*To be done*. Rewrite the rows below with each "keypoint" swapped for "marker", and leave everything else unchanged.

--- Exercise material ---

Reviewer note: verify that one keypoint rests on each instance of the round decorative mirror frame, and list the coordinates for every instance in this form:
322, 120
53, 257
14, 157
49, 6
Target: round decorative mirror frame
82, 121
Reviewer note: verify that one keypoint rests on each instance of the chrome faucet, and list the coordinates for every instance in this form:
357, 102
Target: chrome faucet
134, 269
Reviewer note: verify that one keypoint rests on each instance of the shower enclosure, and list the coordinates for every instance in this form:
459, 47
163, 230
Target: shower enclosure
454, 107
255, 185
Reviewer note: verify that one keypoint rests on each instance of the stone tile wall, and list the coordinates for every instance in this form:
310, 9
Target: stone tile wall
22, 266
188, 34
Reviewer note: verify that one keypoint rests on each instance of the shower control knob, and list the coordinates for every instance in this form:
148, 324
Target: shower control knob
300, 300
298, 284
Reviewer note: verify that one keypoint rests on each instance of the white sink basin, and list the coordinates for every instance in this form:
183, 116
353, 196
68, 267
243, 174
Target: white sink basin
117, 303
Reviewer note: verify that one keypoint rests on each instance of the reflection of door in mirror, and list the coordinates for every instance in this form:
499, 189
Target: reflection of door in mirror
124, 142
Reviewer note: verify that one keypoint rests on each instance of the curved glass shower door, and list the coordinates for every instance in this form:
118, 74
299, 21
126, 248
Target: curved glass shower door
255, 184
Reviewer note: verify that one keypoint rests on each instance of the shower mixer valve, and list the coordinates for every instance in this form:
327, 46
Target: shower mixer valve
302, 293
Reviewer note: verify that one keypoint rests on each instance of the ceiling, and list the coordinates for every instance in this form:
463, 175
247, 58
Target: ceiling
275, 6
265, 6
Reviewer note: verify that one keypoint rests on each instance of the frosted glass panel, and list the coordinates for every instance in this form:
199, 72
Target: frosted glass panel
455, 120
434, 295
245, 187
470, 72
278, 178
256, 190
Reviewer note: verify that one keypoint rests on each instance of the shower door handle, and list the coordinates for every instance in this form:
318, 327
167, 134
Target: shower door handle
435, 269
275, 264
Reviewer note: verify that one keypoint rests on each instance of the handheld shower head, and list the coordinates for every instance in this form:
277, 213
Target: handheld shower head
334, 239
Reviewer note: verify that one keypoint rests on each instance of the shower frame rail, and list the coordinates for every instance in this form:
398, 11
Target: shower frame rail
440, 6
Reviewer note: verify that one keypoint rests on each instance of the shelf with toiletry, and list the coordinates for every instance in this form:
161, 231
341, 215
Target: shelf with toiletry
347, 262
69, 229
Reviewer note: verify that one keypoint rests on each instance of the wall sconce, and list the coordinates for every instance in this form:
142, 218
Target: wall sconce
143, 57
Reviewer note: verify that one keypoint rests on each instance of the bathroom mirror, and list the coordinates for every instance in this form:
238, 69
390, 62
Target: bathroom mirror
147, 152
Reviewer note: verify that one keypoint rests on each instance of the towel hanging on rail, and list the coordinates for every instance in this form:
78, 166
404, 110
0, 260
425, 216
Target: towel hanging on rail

---

*Solution to this task*.
Reviewer note: verify that one marker rests on each instance of the round decorative mirror frame, and list the coordinates for every instance in this form:
322, 120
53, 257
14, 157
49, 6
Target: round decorative mirror frame
82, 121
Reviewer note: verify that one marker rests on each instance of the chrome faucet, and list the coordinates for every instance in this form:
357, 102
Target: chrome faucet
134, 269
Reviewer note: verify that one marker rests on each instance of the shower enclosure, and list the coordinates for every instance in this form:
459, 47
163, 230
Target: shower enclosure
454, 107
255, 185
Reviewer note: verify that one marker rests on each instance of the stone tile wall, and list the coordinates for every instance in this form:
310, 9
Target: stone tile wall
22, 266
188, 34
Reviewer note: verify that one marker rests on each instance of the shower control knob, and list the coordinates for every instance in this form:
148, 324
Target: shower control knob
300, 300
298, 284
Reviewer note: verify that one marker rests on each instance of the white sink basin, and list the coordinates for every instance in this form:
183, 116
353, 196
68, 267
243, 174
Target: white sink basin
117, 303
Reviewer note: verify that one marker rests on each instance of the reflection of door in mirror, and list the coordinates for every instance in this form:
499, 189
Target: reflection of door in mirror
124, 142
Reviewer note: verify that one marker rests on each instance of the curved glass shower door, and list the coordinates for every instance in this form:
118, 74
299, 21
126, 248
Target: curved glass shower door
255, 184
Reviewer note: verify that one marker rests on each instance of the shower mixer valve, and list the coordinates for every instance in this form:
327, 46
Target: shower mixer valve
302, 293
Reviewer note: verify that one marker rests on each instance of the ceiling, and list the coordinates for every instance in this form:
463, 175
247, 58
Target: ceiling
275, 6
265, 6
Reviewer note: verify that one marker rests on each instance of the frosted glass panel, and list the coordinates for every instance in this form:
199, 72
Target: frosted glass panel
455, 120
434, 295
245, 187
470, 72
278, 178
256, 190
Reviewer note: verify that one marker rests on each instance of the shower door handle, and list the coordinates for every instance in this form:
318, 327
167, 134
Target: shower door handle
435, 269
275, 264
Reviewer note: verify that one marker rests on each instance of the handheld shower head, and list the coordinates for every instance in this form:
277, 213
Target: handheld shower head
334, 239
Reviewer note: verify that one marker rests on each instance of the shower frame rail, and list the coordinates for every instance in this form:
398, 11
Target: shower frame rail
440, 6
Reviewer note: verify that one marker rests on each instance of the shelf with toiletry, and list the coordinates for every instance in this form:
161, 231
341, 215
Target: shelf with toiletry
347, 262
69, 229
Reviewer note: verify that one marker rests on each instance of the wall sconce, and list the coordinates for every instance in this form:
142, 218
Target: wall sconce
143, 57
Reviewer note: verify that one marker rests on each instance of the bathroom mirror, and list the coordinates for every instance in this form:
238, 69
390, 62
Target: bathroom mirror
147, 152
Reviewer note: verify that one marker rests on each instance of the towel hanging on rail, and list the coordinates for every instance in this form:
78, 166
404, 110
0, 260
425, 216
Target: towel hanging on rail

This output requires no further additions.